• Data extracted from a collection
-- Opening Marker --
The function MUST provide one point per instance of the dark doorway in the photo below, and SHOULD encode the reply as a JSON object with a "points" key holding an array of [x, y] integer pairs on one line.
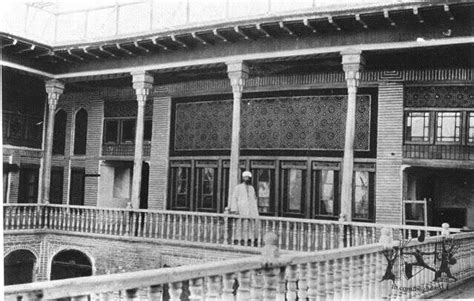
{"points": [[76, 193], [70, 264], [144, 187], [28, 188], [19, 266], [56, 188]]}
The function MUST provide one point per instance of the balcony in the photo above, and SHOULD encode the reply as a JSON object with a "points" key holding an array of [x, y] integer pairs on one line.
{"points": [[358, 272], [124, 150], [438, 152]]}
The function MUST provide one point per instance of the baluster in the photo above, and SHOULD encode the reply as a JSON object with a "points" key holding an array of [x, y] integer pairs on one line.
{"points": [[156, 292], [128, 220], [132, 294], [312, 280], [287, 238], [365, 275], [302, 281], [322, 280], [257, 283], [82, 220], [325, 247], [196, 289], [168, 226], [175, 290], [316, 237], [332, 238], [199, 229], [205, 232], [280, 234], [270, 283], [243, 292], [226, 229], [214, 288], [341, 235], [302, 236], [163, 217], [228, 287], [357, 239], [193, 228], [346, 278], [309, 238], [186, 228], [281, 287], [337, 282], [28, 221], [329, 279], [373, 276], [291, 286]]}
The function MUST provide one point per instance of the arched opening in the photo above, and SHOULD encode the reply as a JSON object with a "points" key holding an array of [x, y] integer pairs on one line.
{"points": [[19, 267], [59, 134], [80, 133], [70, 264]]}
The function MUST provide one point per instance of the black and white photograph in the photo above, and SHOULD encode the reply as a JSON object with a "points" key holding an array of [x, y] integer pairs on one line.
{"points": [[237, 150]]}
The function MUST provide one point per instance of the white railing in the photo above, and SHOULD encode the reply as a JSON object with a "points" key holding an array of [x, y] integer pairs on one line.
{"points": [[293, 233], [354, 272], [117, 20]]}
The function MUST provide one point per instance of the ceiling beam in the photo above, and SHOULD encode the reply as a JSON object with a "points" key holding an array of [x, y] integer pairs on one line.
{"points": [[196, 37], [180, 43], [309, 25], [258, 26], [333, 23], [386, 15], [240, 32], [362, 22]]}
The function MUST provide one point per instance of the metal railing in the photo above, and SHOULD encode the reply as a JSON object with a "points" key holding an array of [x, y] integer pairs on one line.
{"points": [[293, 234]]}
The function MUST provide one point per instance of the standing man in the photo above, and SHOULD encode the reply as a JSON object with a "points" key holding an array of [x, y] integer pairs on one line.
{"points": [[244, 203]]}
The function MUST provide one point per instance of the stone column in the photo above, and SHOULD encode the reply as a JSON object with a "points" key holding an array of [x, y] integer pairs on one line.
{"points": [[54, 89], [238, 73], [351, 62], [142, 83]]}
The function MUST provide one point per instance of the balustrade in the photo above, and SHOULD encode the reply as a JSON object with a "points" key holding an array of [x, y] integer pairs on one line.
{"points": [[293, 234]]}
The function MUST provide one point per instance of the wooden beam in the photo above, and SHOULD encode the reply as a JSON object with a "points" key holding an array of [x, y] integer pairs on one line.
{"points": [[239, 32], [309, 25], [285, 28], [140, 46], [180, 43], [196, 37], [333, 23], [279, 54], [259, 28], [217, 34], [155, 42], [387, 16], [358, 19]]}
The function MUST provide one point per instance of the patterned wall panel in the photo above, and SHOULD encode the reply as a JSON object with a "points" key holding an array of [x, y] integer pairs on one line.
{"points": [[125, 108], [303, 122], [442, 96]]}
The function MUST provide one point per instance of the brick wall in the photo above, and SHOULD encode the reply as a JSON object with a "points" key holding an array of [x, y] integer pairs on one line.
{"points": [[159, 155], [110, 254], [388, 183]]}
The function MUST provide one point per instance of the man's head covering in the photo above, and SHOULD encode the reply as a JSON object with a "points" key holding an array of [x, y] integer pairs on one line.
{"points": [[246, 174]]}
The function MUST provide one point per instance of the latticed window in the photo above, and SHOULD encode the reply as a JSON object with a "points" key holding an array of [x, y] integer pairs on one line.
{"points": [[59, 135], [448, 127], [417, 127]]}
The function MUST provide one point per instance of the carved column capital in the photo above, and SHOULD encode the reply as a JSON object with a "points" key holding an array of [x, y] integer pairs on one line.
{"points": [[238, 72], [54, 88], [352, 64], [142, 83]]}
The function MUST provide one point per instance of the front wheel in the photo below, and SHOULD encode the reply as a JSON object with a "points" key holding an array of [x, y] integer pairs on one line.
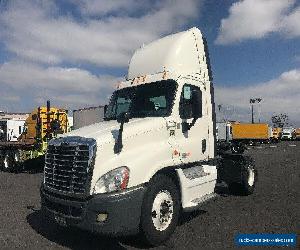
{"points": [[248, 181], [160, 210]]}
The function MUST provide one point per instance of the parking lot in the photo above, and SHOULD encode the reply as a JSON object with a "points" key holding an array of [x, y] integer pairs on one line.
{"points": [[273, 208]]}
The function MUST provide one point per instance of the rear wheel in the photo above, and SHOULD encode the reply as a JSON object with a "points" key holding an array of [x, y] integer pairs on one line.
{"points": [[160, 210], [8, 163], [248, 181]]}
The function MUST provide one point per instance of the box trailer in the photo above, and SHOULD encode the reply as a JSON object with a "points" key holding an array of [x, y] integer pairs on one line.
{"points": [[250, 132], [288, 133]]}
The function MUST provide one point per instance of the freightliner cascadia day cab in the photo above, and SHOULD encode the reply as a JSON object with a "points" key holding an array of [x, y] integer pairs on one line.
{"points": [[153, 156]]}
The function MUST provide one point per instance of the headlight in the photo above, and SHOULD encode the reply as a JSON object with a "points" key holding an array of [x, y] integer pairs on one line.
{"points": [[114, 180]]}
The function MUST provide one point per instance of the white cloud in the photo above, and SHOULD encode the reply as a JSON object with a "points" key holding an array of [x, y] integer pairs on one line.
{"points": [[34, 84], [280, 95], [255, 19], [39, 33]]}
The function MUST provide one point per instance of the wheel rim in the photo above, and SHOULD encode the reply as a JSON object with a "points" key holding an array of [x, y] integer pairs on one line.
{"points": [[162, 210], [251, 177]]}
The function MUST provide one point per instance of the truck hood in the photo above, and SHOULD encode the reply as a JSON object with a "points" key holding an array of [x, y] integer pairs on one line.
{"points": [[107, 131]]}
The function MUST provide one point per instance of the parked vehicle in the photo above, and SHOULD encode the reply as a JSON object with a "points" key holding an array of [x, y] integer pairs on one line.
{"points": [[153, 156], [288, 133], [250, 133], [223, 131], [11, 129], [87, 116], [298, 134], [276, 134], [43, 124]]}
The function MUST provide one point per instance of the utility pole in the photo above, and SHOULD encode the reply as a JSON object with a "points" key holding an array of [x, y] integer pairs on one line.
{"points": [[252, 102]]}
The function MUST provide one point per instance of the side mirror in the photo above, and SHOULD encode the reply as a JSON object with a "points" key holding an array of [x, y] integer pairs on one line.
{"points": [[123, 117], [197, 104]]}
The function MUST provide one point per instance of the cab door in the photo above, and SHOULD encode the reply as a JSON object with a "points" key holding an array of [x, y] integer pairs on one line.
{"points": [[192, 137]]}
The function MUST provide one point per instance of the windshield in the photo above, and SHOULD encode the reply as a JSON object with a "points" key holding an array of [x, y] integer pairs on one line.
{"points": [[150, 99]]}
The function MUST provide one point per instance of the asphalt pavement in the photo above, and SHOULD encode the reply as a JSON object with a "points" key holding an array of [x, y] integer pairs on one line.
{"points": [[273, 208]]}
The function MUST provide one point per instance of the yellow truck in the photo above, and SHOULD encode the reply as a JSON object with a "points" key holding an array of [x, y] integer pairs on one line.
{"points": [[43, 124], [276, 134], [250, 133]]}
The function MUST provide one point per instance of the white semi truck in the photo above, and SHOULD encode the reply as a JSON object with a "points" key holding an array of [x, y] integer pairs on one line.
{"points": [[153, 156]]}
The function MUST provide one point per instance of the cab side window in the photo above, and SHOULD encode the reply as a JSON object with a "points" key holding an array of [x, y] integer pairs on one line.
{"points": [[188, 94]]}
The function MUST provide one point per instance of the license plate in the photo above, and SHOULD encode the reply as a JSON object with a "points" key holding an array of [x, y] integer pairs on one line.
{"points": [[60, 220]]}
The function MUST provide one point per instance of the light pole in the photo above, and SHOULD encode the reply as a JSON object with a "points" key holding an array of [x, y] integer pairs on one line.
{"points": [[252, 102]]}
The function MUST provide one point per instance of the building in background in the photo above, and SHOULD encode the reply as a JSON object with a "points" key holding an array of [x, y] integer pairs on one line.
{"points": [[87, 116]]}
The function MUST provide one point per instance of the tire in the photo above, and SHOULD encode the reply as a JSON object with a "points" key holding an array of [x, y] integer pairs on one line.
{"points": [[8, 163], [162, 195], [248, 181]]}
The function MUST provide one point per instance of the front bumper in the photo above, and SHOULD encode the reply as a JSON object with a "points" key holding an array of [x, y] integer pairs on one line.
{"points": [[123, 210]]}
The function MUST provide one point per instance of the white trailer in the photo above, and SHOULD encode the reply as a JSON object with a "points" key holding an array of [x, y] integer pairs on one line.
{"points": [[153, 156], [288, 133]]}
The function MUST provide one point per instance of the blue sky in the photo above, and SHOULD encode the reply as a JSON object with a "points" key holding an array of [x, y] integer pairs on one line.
-- Closing Marker --
• WHAT THE TASK ASKS
Repeat, without change, each line of the data above from the one that contains "the front bumper" through the final line, counting both.

• REPLY
The function MUST provide one point per instance of the front bumper in the photo above, and SHOULD encode the reply as a JSON object with a "points" key holding an array of [x, y] integer pairs on one line.
{"points": [[123, 210]]}
The function MUST provide one point per instance of the white trailer in the photo above, and SHOULD encode the reply as a JSON object with a "points" key holding an array of [x, y] integer pairs on one line.
{"points": [[153, 156], [288, 133]]}
The function MUST provide one point per instance of the blue sky in the photo above, and SHOULD encode the reply as a JSON object with a "points" key holding an array of [x, y] integer pairs on one line.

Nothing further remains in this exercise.